## Excerpted data
--
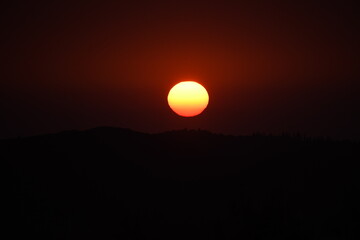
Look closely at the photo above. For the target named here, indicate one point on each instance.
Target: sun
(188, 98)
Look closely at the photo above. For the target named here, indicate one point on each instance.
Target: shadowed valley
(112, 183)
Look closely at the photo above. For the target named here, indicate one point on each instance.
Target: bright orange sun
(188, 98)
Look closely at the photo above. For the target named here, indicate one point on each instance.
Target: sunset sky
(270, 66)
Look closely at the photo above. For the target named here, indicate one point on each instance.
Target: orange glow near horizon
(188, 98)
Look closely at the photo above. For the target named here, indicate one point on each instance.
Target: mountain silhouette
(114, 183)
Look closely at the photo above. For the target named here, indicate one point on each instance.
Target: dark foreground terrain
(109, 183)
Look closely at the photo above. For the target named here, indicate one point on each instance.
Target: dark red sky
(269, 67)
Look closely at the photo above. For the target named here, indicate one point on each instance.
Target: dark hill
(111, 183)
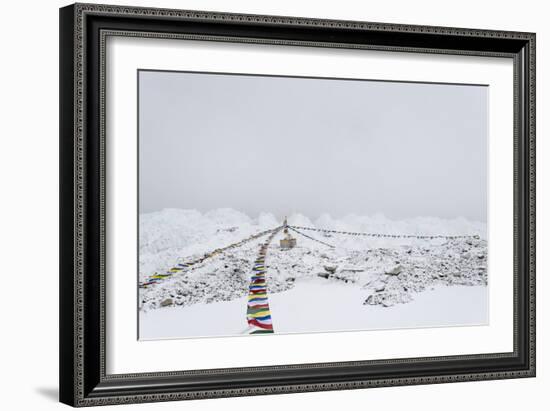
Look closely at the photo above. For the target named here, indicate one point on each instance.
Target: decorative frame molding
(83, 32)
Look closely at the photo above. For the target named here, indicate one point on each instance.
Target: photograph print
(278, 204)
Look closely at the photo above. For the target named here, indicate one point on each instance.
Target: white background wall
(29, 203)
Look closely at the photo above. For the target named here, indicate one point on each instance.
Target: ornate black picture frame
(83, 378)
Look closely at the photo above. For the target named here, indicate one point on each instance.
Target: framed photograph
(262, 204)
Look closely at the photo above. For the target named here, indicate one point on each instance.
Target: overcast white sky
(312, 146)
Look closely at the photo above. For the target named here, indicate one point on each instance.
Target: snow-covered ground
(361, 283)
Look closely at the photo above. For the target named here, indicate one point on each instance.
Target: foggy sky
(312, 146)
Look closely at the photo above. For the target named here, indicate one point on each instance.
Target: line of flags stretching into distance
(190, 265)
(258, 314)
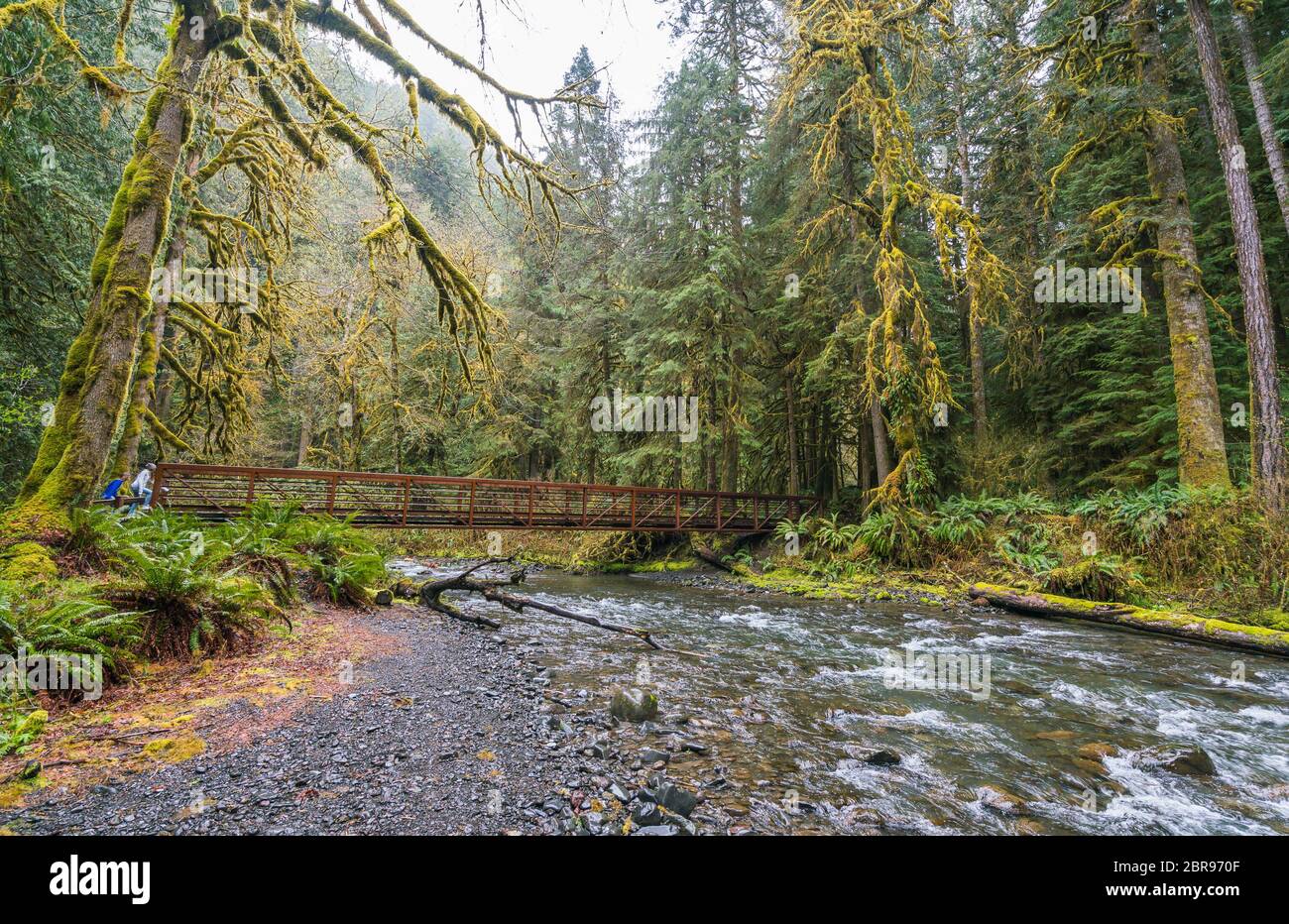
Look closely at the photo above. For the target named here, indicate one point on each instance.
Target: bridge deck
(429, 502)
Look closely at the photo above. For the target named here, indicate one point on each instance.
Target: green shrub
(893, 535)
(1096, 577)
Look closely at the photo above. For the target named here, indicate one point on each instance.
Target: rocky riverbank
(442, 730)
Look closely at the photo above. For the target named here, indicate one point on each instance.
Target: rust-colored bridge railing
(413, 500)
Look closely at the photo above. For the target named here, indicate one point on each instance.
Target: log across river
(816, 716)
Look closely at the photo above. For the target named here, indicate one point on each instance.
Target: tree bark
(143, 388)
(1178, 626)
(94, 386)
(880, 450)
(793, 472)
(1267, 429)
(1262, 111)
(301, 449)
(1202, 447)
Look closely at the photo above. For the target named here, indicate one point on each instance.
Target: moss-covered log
--
Reproduce every entry word for word, but omit the pictures.

## Finished task
Look closely at the photo above. For the target named here, indicate one point on each instance.
Target: sun
(188, 98)
Look closely at the photo above. For the target named here, indicate one point on each instance.
Target: shadowed valley
(112, 183)
Look closely at the photo above. For the target named here, indicate one point on each instance.
Target: bright orange sun
(188, 98)
Look closely at the photo above. For the target named here, indicate one point on each instance.
Target: sunset sky
(270, 66)
Look closely at the photo above. For the target named here, indicate one point on each instance.
Target: orange glow near horizon
(188, 98)
Look closely at the photo above. For the target named here, indicate one point on each instance.
Target: mountain silhouette
(114, 183)
Look closely at the photo above. For the target named here, indicate one point on each instance.
Target: dark foreground terrain
(109, 183)
Look closely at the photo above. For the target named here, indicate one point on each instance.
Target: dark red sky
(269, 67)
Look closely at the photo above. For the target named here, indicate one point on each instance.
Target: dark hill
(111, 183)
Look closely at the photo above. For the target named here, indicate one point on each instance.
Target: decorative frame molding
(83, 32)
Look closely at the photo above. For the target named here, indicate one point on each instance.
Target: photograph print
(278, 204)
Look closely at the photo above. For the target named here, indicate one point on each instance.
Target: white background wall
(29, 203)
Look closely at the photo above. For the target named here, indicate one point on each instance.
Target: ornate black picture frame
(83, 378)
Look closely at the photo above. For the target named here, indicate one point on each instance.
Target: framed photograph
(262, 204)
Look closely at the photo above. For the target named here, indicate one point on each instance.
Target: overcast white sky
(312, 146)
Look closely at the photo above. For the target named here, indicate one point on each instance.
Target: snow-covered ground
(361, 283)
Look closely at the photo above. For the target named here, indicate one point on each instance.
Target: foggy sky
(312, 146)
Look closely at the photo above. For the target named here, indicate one point on each instance.
Target: line of flags stretching into distance
(190, 265)
(258, 314)
Look closely at the photo above. For the target named here, indicate one point on each instance.
Target: bridge deck
(429, 502)
Look closely at the photo above. For the target named here, indicate one point on each instance.
Target: green shrub
(893, 535)
(1096, 577)
Look closely at the photo above. For the target named here, indicate one point on each instance.
Target: rocky riverbank
(442, 730)
Look closely at the photo above. For the target named here, indicate one point on each instance.
Target: rust-colored bridge railing
(413, 500)
Look closely at the photo above. For the target named here, indicate one point on each instance.
Target: log across river
(816, 716)
Look closely at the photo above. For the target named here, indicate one point on each instance.
Target: tree bark
(143, 388)
(1178, 626)
(94, 386)
(880, 450)
(793, 472)
(1267, 429)
(1262, 111)
(301, 449)
(1202, 447)
Look closely at the photo above. For the target named here, indicate one point on each instance.
Target: moss-covered log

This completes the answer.